-- begin Source passage --

I'm not the most experienced with VCV or modular, but if you ever need a hand with it just give me a yell. Also, I would stick with the fundamental plugins for now, but I definitely suggest getting the modules created by Audible Instruments once the ball starts rolling. They're based on actual eurorack modules by a company called Mutable Instruments and they're fantastic!


----------



## Nick Batzdorf (Jan 16, 2019)

Edgar Rothermich, who writes very deep manuals for Logic, has this deep manual for VCF rack free on his site:

<http://dingdingmusic.com/tech/diagrams.html>


----------



## Deelanee Orchestra (Jan 16, 2019)

Thanks! I got this a couple of weeks ago (I think I saw this on the VCV community) but the manual only takes you through initial setup.


----------



## Nick Batzdorf (Jan 16, 2019)

That's a good place to start!

And he covers the basics deeply.


----------



## sostenuto (Jan 19, 2019)

Duuuhhh …. did not realize VCV_ Rack is 'Standalone'. 
Here's what e-mail inquiry returned:
"Rack is a standalone application, not a VST. However, after Rack 2.0, a new product called "Rack for DAWs" (or something) will be available for $99 that allows Rack to be used as a VST plugin."

Looking forward.


----------

-- end Source passage --
-- begin Material for the task --

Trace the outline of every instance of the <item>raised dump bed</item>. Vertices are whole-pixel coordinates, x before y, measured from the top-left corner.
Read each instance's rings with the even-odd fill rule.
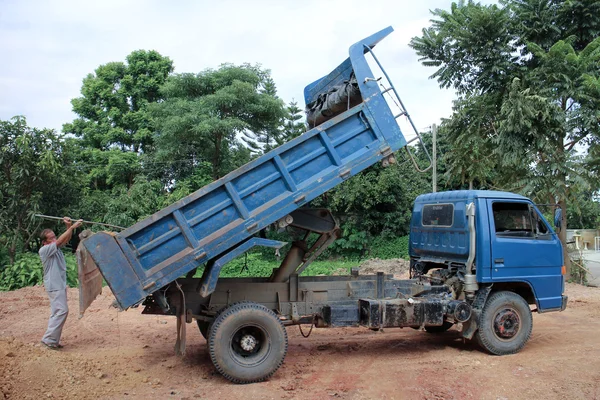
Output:
[[[355,43],[349,58],[305,89],[306,104],[318,107],[328,93],[350,85],[348,105],[358,104],[333,117],[325,110],[325,122],[298,138],[119,234],[96,233],[82,242],[84,256],[93,259],[122,308],[202,264],[213,268],[211,260],[406,145],[396,122],[405,114],[394,116],[384,99],[394,89],[382,91],[365,58],[391,32],[389,27]],[[244,250],[282,245],[256,239]],[[205,273],[204,295],[214,290],[215,276],[218,271]]]

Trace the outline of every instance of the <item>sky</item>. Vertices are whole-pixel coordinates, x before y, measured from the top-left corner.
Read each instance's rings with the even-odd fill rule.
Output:
[[[223,63],[270,69],[278,95],[304,106],[304,87],[348,57],[353,43],[387,27],[375,53],[425,130],[451,113],[452,90],[429,79],[408,43],[447,0],[0,0],[0,120],[37,128],[73,121],[83,78],[134,50],[156,50],[175,73]]]

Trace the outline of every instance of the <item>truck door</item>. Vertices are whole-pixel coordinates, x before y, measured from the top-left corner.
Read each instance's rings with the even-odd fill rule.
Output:
[[[527,282],[540,310],[560,307],[562,246],[533,205],[524,200],[488,200],[492,280]]]

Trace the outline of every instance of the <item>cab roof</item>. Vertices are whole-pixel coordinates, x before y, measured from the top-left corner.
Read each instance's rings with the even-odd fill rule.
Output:
[[[451,190],[448,192],[422,194],[415,199],[415,203],[469,200],[476,198],[529,200],[527,197],[521,196],[520,194],[496,190]]]

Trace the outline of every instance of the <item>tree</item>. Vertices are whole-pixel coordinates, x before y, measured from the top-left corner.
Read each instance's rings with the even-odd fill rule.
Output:
[[[77,177],[68,160],[53,130],[30,128],[22,116],[0,121],[0,229],[11,264],[35,238],[41,223],[35,213],[61,215],[75,202]]]
[[[263,90],[268,77],[257,66],[223,64],[168,79],[165,100],[152,107],[154,161],[181,161],[172,164],[167,181],[186,178],[204,161],[211,163],[213,179],[239,166],[232,165],[239,158],[232,154],[239,149],[237,137],[267,132],[284,116],[282,101]]]
[[[496,186],[558,202],[565,244],[569,187],[580,171],[574,149],[585,143],[593,151],[600,139],[600,2],[501,4],[460,1],[450,11],[437,9],[411,46],[424,65],[438,67],[432,77],[440,86],[460,96],[446,123],[453,145],[460,149],[465,135],[478,136],[478,147],[496,160]],[[451,156],[467,159],[454,172],[473,179],[490,171],[469,167],[485,160],[476,156]]]
[[[95,149],[151,150],[154,129],[147,106],[160,100],[173,62],[153,50],[134,51],[126,61],[101,65],[83,80],[82,96],[71,101],[79,117],[64,125],[65,133]]]

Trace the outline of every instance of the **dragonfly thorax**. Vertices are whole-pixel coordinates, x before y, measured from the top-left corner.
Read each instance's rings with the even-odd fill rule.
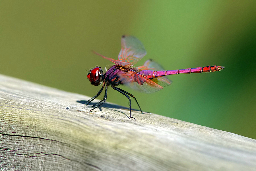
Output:
[[[99,67],[90,70],[87,74],[87,78],[91,82],[92,85],[96,86],[100,84],[103,77],[103,71]]]

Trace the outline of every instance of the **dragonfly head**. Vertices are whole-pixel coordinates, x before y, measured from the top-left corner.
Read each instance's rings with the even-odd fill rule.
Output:
[[[97,86],[100,84],[103,78],[103,71],[100,67],[90,70],[87,74],[87,78],[92,85]]]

-- end Material for the task --

Work instructions =
[a] According to the forum thread, what price was quoted for the product that would let Rack be used as a VST plugin?
[b] In the entries, take the part that opens with the line containing "Trace the outline of every instance of the **dragonfly head**." and runs to the end of the entries. Rewrite that part with "dragonfly head" changed to "dragonfly compound eye" and nothing else altered.

Final answers =
[a] $99

[b]
Trace the outline of every instance of the **dragonfly compound eye**. Vertices are whole-pixel coordinates, x before y, measured from the top-left corner.
Read each instance's rings with the even-odd fill rule.
Output:
[[[97,86],[100,84],[103,78],[103,71],[100,67],[90,70],[87,74],[87,78],[92,85]]]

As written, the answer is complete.